━━ Source records

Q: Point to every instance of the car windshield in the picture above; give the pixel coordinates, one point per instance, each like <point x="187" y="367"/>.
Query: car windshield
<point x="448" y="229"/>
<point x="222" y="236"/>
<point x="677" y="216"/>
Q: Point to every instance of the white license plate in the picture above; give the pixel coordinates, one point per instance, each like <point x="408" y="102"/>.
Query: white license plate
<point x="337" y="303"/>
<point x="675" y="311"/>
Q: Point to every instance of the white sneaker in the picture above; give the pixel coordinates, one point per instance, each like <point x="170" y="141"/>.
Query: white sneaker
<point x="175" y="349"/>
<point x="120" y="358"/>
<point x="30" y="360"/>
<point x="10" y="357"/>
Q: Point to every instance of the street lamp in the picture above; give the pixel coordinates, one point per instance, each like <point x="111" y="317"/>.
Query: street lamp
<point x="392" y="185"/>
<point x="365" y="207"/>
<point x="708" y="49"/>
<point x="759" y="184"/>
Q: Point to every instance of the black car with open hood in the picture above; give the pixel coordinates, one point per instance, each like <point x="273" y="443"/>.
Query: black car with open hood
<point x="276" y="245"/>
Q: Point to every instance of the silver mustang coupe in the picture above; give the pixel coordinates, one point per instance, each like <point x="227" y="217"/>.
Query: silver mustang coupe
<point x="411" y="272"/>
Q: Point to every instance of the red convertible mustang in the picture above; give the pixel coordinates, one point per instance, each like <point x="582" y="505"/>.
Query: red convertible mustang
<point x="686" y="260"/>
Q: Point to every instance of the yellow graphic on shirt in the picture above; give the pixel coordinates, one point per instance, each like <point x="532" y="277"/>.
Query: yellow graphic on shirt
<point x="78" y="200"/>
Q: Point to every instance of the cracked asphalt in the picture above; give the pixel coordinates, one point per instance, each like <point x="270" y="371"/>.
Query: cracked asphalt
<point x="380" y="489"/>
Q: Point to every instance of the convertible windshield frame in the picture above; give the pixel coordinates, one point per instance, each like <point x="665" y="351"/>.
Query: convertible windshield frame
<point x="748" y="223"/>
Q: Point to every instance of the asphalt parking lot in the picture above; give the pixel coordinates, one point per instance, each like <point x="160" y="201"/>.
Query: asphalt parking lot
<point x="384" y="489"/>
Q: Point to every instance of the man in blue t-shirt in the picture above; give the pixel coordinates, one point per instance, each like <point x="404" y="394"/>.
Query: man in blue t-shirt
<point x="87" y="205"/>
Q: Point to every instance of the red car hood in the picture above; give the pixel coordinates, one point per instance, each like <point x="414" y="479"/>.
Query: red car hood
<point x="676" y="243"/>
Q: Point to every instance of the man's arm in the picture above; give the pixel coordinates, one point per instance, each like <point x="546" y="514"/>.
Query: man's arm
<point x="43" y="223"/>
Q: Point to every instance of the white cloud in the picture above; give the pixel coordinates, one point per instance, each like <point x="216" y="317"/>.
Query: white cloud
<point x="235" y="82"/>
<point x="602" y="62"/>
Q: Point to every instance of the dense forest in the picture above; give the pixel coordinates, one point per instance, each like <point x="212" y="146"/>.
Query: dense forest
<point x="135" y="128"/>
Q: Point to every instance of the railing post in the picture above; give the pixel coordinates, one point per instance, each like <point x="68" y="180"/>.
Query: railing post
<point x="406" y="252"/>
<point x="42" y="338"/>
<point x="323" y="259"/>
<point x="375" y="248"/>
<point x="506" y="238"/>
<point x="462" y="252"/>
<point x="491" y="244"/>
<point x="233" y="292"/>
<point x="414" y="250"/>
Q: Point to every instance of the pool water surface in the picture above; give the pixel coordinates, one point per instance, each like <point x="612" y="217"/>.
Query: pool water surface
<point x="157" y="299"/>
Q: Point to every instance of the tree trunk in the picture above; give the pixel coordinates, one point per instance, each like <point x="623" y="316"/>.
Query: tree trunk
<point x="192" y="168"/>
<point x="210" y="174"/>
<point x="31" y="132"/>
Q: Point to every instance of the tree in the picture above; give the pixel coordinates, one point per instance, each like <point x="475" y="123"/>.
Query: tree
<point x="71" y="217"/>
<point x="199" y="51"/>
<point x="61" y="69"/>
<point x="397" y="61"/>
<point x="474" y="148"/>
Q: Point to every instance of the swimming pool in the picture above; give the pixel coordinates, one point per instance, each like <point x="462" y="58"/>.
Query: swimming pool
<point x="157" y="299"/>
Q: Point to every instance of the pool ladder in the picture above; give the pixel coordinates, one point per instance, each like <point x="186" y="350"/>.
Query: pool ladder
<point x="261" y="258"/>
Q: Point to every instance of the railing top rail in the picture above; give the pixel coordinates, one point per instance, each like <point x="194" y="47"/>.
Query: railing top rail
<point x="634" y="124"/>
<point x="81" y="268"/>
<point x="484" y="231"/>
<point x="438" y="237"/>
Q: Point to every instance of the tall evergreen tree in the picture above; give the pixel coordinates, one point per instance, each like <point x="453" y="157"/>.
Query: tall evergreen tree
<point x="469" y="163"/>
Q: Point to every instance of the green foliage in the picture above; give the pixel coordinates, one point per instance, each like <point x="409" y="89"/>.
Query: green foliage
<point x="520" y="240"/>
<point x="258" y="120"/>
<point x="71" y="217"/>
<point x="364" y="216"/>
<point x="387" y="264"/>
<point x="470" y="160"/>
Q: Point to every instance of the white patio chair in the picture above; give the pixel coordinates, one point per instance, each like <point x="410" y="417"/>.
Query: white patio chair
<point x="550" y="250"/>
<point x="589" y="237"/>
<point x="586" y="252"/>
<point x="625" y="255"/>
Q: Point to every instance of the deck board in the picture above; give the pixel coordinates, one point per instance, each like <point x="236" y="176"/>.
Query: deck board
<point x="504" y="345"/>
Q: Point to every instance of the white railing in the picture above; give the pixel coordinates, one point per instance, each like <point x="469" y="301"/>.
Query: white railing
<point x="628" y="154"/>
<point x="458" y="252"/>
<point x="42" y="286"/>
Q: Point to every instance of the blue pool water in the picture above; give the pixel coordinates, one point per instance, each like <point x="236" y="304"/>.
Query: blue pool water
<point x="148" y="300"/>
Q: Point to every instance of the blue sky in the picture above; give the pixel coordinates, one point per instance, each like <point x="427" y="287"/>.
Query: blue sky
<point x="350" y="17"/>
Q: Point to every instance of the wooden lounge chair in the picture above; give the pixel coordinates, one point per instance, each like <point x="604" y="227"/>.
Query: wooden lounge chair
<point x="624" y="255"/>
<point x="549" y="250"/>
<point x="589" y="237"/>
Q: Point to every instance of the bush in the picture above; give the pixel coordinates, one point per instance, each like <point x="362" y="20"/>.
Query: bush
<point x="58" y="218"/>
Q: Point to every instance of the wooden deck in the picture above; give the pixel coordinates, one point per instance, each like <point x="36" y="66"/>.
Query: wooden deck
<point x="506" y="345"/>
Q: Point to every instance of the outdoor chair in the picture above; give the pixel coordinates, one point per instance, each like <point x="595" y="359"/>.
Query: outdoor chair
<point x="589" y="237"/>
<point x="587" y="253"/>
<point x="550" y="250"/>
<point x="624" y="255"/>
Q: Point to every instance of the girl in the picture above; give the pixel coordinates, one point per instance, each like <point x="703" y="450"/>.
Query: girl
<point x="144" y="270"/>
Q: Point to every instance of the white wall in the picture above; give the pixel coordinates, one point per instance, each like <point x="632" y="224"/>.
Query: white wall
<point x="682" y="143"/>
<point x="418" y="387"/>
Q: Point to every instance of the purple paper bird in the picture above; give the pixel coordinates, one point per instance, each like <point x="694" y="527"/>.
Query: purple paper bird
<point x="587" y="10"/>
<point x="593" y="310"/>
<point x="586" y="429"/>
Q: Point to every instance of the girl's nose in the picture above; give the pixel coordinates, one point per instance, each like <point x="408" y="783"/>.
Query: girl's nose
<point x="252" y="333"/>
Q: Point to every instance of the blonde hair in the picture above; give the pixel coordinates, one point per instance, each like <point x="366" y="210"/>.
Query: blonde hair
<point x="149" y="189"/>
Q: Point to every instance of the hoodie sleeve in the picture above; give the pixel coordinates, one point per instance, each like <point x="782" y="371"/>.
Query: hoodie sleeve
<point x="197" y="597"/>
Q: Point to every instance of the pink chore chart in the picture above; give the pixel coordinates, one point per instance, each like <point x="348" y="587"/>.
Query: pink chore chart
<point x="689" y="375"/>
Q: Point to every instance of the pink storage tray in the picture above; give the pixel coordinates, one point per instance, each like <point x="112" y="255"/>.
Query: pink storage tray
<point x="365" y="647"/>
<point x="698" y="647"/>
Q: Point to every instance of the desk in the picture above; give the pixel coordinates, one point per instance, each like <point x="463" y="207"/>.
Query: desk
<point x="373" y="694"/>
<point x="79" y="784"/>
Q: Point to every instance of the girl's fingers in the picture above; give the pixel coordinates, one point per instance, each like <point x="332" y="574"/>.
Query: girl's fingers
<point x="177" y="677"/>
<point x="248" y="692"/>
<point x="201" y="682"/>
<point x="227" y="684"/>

━━━━

### What is required
Your output should be the lines from the one with "Query: pink storage tray" through the last line of the entries above, copied exactly and nothing more.

### Task solution
Query: pink storage tray
<point x="365" y="647"/>
<point x="698" y="647"/>
Q: Point to every instance of the desk in the picture above; give the pixel coordinates, one point per instance, each like <point x="463" y="207"/>.
Query: desk
<point x="373" y="694"/>
<point x="79" y="784"/>
Q: Point to every instance of the girl's fingers in the picture above; give the pixel coordinates, one point per instance, each like <point x="332" y="574"/>.
Query: girl's fingers
<point x="177" y="677"/>
<point x="248" y="692"/>
<point x="201" y="682"/>
<point x="227" y="684"/>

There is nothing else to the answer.